======== STUDY TEXT ========

After all, the staff had corporate-issued laptops, so there wasn’t a rush to buy PCs.

But, he told a webinar on Tuesday, “it was an eye-opener” with a range of challenges. Some staff didn’t have a desk in their residences. Others didn’t have a safe enough router for protecting their home computers from a cyberattack, let alone protect their organization-issued computer.

Fortunately, he said, as a young agency — the Resource Productivity and Recovery Authority is only three years old — all of its applications were cloud-based. For accessing the main application, Salesforce, the staff was told to use a virtual private network (VPN).

However, that had its own challenges. “One of the things we’ve run into when doing videoconferencing doesn’t work that well over VPN,” he said, “so we’re educating our staff that when their doing videoconferencing to disconnect VPN, then re-connect when you need access to corporate data.”

Meeting security problems is about educating staff, he said. But, if agency management decides that working from home will be the norm then buying staff additional security hardware to protect them may be necessary, as well as purchasing a next-generation firewall to give more traffic visibility, he added.

Pinard was on a panel discussing how IT deals with securing a remote workforce at the week-long siberXchange conference run by Richmond Hill, Ont., based siberX, which produces cybersecurity events.

======== ENTRIES PROVIDED ========

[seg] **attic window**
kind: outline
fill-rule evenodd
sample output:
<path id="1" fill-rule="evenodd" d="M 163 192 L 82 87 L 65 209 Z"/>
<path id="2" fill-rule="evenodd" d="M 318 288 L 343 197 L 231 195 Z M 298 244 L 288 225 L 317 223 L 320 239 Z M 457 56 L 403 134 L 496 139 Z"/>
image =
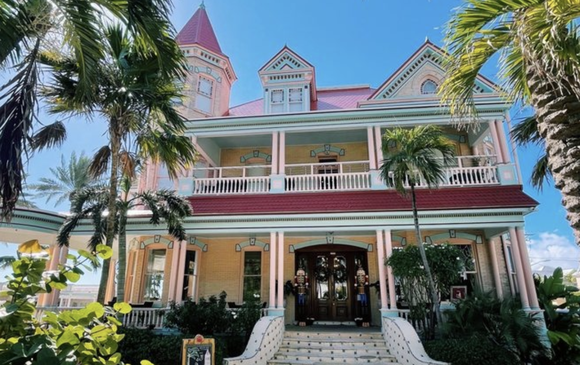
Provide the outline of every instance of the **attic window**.
<path id="1" fill-rule="evenodd" d="M 421 94 L 430 95 L 437 93 L 437 85 L 433 80 L 426 80 L 421 84 Z"/>

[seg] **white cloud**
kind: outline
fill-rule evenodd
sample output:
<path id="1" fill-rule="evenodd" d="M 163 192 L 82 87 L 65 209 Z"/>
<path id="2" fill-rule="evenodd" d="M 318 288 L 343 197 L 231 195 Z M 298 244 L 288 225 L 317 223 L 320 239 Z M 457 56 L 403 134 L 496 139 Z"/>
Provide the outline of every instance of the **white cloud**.
<path id="1" fill-rule="evenodd" d="M 568 237 L 555 232 L 543 232 L 526 240 L 532 269 L 539 269 L 542 266 L 564 269 L 578 268 L 580 247 Z"/>

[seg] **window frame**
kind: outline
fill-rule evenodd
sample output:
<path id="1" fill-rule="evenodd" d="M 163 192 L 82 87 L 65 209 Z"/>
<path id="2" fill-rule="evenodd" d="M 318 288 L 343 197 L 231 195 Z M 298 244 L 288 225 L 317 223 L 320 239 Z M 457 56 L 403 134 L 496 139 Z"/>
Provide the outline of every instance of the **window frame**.
<path id="1" fill-rule="evenodd" d="M 245 273 L 245 256 L 246 253 L 248 252 L 259 252 L 260 253 L 260 275 L 246 275 Z M 264 252 L 262 247 L 259 246 L 249 246 L 244 247 L 242 251 L 242 257 L 240 260 L 240 294 L 238 295 L 238 303 L 244 302 L 244 281 L 246 276 L 251 277 L 259 277 L 260 278 L 260 300 L 263 301 L 263 289 L 264 289 Z"/>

========

→ **EXERCISES TO COMPLETE**:
1. From the passage on remote-work security, reproduce the text between "But, he told" and "their organization-issued computer.", inclusive.
2. Please list every name of a person, organization, software product, or event that appears in the passage on remote-work security.

→ **RESPONSES FOR EACH TASK**:
1.
But, he told a webinar on Tuesday, “it was an eye-opener” with a range of challenges. Some staff didn’t have a desk in their residences. Others didn’t have a safe enough router for protecting their home computers from a cyberattack, let alone protect their organization-issued computer.

2.
- Pinard
- Resource Productivity and Recovery Authority
- Salesforce
- siberXchange
- siberX